*** Source material ***

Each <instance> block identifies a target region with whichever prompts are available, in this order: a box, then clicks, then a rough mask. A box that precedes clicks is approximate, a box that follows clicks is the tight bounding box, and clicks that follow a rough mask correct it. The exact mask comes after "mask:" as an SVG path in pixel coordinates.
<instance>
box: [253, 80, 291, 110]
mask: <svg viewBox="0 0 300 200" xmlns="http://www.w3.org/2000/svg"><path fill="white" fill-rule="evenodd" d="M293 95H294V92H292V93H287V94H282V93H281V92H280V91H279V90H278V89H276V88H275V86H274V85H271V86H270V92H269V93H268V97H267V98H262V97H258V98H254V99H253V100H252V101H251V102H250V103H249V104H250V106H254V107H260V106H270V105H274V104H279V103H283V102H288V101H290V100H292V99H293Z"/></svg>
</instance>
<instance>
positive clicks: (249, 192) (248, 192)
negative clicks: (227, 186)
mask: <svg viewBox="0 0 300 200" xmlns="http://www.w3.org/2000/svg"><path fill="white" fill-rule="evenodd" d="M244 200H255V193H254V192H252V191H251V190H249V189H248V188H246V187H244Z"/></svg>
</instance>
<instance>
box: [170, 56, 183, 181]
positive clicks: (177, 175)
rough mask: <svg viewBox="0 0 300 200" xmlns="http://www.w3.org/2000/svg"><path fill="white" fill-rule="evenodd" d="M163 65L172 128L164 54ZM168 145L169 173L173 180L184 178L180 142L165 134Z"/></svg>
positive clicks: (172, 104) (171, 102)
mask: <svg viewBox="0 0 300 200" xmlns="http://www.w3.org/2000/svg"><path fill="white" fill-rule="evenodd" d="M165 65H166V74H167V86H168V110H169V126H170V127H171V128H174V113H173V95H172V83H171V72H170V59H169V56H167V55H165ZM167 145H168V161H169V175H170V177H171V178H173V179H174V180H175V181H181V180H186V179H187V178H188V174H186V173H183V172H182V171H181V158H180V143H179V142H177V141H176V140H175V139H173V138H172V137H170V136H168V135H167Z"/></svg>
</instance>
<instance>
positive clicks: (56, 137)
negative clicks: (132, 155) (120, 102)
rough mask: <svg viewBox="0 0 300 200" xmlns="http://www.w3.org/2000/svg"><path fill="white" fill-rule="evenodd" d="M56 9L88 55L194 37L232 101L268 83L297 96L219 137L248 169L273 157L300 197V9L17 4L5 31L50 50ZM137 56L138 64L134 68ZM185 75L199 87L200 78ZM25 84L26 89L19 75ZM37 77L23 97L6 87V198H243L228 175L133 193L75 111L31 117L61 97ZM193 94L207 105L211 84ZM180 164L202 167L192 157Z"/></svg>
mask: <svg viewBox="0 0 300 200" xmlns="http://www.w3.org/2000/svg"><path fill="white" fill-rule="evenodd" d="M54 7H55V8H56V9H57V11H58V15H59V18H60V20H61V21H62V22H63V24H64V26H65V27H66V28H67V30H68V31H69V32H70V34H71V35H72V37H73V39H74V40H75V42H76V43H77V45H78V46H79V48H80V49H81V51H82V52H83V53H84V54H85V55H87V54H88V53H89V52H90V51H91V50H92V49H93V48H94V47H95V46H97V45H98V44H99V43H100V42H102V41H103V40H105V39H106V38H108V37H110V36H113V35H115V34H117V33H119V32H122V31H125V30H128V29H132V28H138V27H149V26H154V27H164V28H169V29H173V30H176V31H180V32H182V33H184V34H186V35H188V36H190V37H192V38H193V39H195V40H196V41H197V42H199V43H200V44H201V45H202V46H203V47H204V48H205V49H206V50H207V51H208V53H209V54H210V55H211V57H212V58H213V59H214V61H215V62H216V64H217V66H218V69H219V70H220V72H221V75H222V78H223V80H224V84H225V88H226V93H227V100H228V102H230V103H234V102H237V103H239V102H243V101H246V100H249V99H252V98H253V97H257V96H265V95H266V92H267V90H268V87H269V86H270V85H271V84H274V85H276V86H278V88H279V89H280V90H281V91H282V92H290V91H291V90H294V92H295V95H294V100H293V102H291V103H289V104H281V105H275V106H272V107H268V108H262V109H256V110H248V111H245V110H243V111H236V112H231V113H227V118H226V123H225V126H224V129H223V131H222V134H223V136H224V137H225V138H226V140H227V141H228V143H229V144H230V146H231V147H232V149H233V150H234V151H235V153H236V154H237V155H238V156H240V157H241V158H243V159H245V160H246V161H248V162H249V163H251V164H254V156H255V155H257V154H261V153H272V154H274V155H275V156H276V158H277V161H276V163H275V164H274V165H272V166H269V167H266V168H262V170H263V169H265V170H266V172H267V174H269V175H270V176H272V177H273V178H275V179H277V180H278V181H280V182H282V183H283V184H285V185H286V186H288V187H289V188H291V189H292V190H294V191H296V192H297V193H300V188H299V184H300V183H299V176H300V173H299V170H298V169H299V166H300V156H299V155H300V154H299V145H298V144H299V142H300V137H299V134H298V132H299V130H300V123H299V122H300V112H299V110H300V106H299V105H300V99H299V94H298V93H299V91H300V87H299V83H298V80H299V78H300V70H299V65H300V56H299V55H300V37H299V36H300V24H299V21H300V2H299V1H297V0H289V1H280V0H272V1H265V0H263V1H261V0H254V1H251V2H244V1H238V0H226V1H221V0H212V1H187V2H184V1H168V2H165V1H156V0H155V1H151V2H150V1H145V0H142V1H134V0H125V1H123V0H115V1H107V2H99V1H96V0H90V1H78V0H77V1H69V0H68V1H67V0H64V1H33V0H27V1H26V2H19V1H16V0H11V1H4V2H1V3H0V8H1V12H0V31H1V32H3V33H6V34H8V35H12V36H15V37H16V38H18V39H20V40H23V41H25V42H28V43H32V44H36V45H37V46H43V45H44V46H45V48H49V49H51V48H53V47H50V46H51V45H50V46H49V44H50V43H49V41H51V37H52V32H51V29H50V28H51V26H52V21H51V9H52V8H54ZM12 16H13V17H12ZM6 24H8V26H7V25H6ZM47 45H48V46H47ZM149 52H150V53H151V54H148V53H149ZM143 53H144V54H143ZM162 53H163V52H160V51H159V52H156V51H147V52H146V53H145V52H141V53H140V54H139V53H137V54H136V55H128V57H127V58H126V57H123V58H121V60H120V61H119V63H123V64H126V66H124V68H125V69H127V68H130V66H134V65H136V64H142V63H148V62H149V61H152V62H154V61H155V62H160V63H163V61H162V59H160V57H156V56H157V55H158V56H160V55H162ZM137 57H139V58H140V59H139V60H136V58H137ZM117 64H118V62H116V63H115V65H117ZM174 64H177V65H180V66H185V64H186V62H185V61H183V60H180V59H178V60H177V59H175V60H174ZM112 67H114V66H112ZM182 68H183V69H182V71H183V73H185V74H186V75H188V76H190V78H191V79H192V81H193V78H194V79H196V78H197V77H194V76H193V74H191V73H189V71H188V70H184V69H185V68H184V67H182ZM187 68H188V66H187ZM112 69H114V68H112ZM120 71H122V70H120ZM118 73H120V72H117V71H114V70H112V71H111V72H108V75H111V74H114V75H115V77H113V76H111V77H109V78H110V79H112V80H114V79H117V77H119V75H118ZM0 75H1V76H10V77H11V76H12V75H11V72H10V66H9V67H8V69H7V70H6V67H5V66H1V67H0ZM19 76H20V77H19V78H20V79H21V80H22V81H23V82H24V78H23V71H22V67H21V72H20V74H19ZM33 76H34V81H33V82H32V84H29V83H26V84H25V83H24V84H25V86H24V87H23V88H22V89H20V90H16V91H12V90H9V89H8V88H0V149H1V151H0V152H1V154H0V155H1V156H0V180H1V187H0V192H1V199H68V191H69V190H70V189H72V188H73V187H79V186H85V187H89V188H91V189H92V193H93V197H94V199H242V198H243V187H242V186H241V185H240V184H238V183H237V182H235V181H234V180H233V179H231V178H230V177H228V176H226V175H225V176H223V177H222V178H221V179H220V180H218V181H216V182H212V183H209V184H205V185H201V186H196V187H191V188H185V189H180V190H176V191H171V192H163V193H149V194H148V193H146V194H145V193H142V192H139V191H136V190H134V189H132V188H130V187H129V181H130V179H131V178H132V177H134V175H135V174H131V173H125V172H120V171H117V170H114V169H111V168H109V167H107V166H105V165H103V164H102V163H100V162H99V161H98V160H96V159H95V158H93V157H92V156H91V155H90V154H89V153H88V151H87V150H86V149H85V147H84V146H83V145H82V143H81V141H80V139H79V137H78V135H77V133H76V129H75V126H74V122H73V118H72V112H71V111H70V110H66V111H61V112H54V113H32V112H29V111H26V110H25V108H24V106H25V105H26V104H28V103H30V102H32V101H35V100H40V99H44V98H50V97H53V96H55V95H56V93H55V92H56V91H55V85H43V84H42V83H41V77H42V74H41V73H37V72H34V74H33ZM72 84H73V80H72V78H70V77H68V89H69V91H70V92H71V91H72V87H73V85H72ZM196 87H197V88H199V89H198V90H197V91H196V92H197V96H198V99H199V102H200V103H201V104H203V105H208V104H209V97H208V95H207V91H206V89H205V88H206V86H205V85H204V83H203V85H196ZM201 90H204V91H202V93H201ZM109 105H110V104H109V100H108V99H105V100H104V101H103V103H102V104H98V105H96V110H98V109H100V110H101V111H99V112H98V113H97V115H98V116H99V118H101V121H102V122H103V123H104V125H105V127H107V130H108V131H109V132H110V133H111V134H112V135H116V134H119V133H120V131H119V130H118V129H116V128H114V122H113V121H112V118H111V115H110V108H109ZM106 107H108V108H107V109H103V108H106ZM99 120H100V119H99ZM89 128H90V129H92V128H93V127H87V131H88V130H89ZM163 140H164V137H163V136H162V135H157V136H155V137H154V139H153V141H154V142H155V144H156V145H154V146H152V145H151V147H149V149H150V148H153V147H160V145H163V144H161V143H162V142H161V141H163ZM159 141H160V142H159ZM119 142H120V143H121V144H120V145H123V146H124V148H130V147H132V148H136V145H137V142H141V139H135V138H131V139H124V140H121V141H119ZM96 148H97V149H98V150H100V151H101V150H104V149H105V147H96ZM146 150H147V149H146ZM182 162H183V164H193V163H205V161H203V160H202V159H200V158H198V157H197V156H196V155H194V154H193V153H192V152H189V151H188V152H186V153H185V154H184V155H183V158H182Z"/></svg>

*** End of Source material ***

Please return only the lines above, starting at the line that has "positive clicks: (172, 104) (171, 102)" and ending at the line that has "negative clicks: (132, 155) (120, 102)", keeping both and leaving each one unchanged.

Task answer |
positive clicks: (172, 104) (171, 102)
mask: <svg viewBox="0 0 300 200" xmlns="http://www.w3.org/2000/svg"><path fill="white" fill-rule="evenodd" d="M165 65H166V74H167V86H168V110H169V126H170V127H171V128H174V113H173V95H172V83H171V72H170V59H169V56H167V55H165ZM167 145H168V161H169V175H170V177H171V178H173V179H174V180H175V181H181V180H186V179H187V178H188V174H186V173H183V172H182V171H181V158H180V143H179V142H177V141H176V140H175V139H173V138H172V137H170V136H168V135H167Z"/></svg>
</instance>
<instance>
positive clicks: (56, 137)
negative clicks: (132, 155) (120, 102)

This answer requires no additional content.